**課題の目的 1:**
『水滸伝』のドラマ化についての文章から、「日本でも翻訳・翻案作品がいろいろ出ました。」を含む語句で始まり「制作会社は、『水滸伝』で明の中国を描くノウハウを身につけた国際放映が担当。」で終わる部分を、一字も変えずに複製してください。
**課題の目的 2:**
『水滸伝』のドラマ化についての文章を、最後の文の次から引き継いで書き進めてください。

--- 読む文章 ---

以前、このブログで『水滸伝』をご紹介したことがあります。

『水滸伝』中村敦夫主演テレビ版と原作の違い

中村敦夫

『水滸伝』は、12世紀初めに、36人が梁山泊の近辺で反乱を起こした史実をもとに、108人の義賊による壮大な物語に創作された、明代中国の伝奇歴史小説と言われています。

日本でも翻訳・翻案作品がいろいろ出ました。

民放の日本テレビは、開局20周年記念番組として、中村敦夫演じる元軍人の天雄星・豹子頭・林冲を主人公にした『水滸伝』を1973年にドラマ化しました。

ちょっとむずかしい大人のドラマのはずでしたが、当時、学校では毎週ストーリーが話題になっていたので、たぶん人気番組だったのでしょう。

そして、5年後の1978年には、開局25周年記念番組として、やはり明の時代の中国で作られた「中国四大奇書」と称される、伝奇小説の『西遊記』が放送されました。

制作会社は、『水滸伝』で明の中国を描くノウハウを身につけた国際放映が担当。

--- 提供データ ---

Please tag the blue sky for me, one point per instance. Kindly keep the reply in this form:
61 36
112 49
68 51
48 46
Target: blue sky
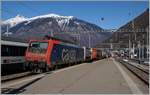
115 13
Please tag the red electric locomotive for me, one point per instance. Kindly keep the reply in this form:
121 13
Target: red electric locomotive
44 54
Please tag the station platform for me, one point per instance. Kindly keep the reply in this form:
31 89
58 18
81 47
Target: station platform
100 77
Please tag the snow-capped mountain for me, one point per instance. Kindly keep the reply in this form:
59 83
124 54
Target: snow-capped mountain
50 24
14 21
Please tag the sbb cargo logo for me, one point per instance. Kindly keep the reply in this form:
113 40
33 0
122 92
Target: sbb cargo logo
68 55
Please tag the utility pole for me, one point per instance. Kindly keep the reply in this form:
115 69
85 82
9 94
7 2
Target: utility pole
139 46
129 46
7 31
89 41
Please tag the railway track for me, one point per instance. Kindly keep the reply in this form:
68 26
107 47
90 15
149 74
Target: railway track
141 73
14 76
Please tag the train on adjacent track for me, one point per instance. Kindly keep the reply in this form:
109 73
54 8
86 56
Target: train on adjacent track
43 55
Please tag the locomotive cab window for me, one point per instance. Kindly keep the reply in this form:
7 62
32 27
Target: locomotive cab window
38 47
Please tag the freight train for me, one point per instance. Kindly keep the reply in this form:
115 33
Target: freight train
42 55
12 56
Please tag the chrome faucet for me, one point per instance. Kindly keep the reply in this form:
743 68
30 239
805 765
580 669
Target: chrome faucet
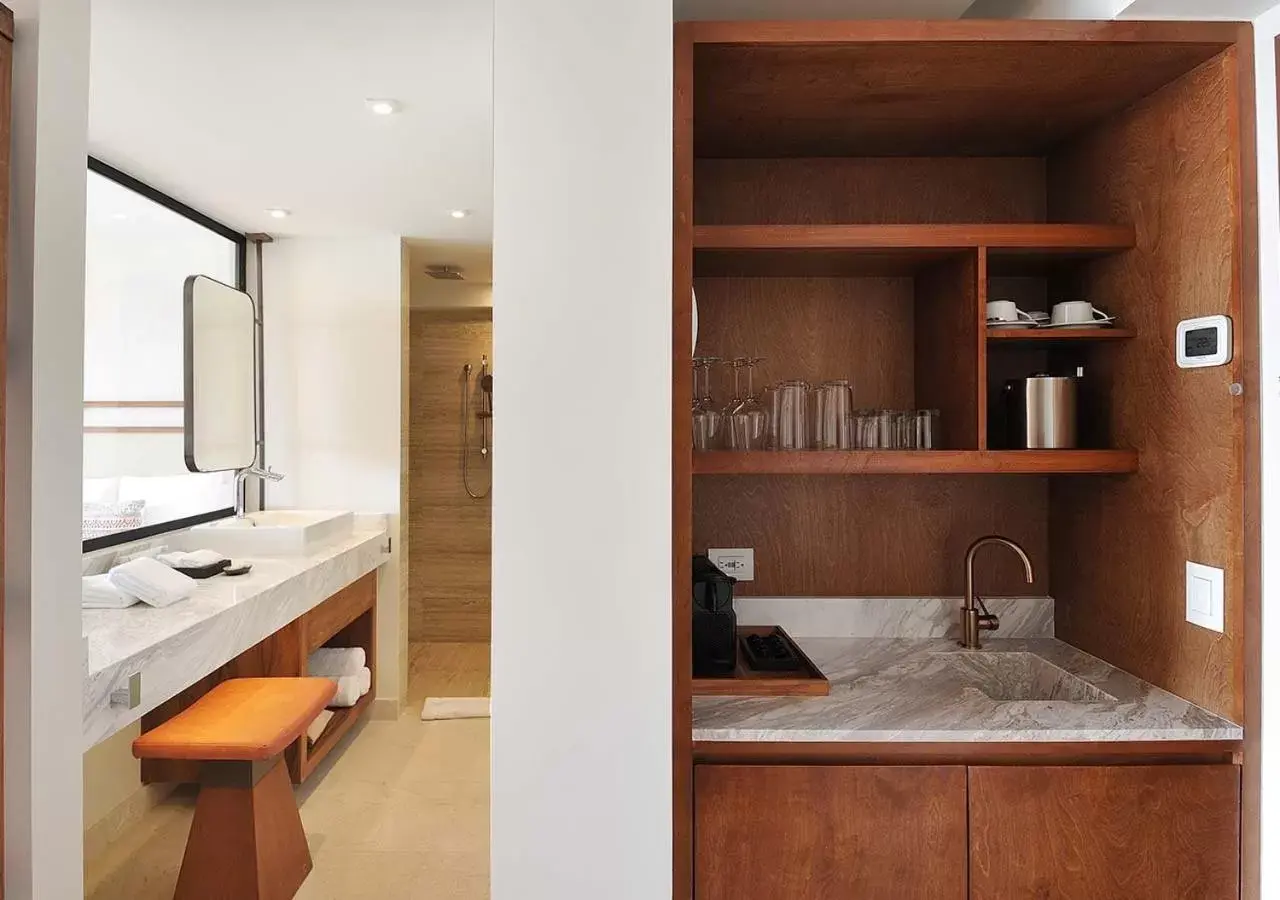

---

**課題の出力 1:**
日本でも翻訳・翻案作品がいろいろ出ました。

民放の日本テレビは、開局20周年記念番組として、中村敦夫演じる元軍人の天雄星・豹子頭・林冲を主人公にした『水滸伝』を1973年にドラマ化しました。

ちょっとむずかしい大人のドラマのはずでしたが、当時、学校では毎週ストーリーが話題になっていたので、たぶん人気番組だったのでしょう。

そして、5年後の1978年には、開局25周年記念番組として、やはり明の時代の中国で作られた「中国四大奇書」と称される、伝奇小説の『西遊記』が放送されました。

制作会社は、『水滸伝』で明の中国を描くノウハウを身につけた国際放映が担当。

**課題の出力 2:**
主演は、冒頭に書いたように、斉天大聖孫悟空を堺正章、三蔵法師を夏目雅子、猪八戒を西田敏行、沙悟浄を岸部シローが演じました。

孫悟空は天界で暴れ回り、釈迦(高峰三枝子)に石牢に閉じ込められますが、天竺に仏教の経典をもらいに行く三蔵法師に、旅のお供をする条件で助けてもらいます。

天界でおつとめをしていた猪八戒と沙悟浄も、それぞれしくじりをやらかし、旅の供に合流するというのがドラマの第一回だったと思います。

ただ、私は原作には詳しくないのですが、沙悟浄が人喰い鬼として描かれていた絵本の記憶があるので、ドラマとしての脚色があるのかもしれません。

ま、伝奇小説ですから、そのへん変わってても、クレームもないのでしょうし。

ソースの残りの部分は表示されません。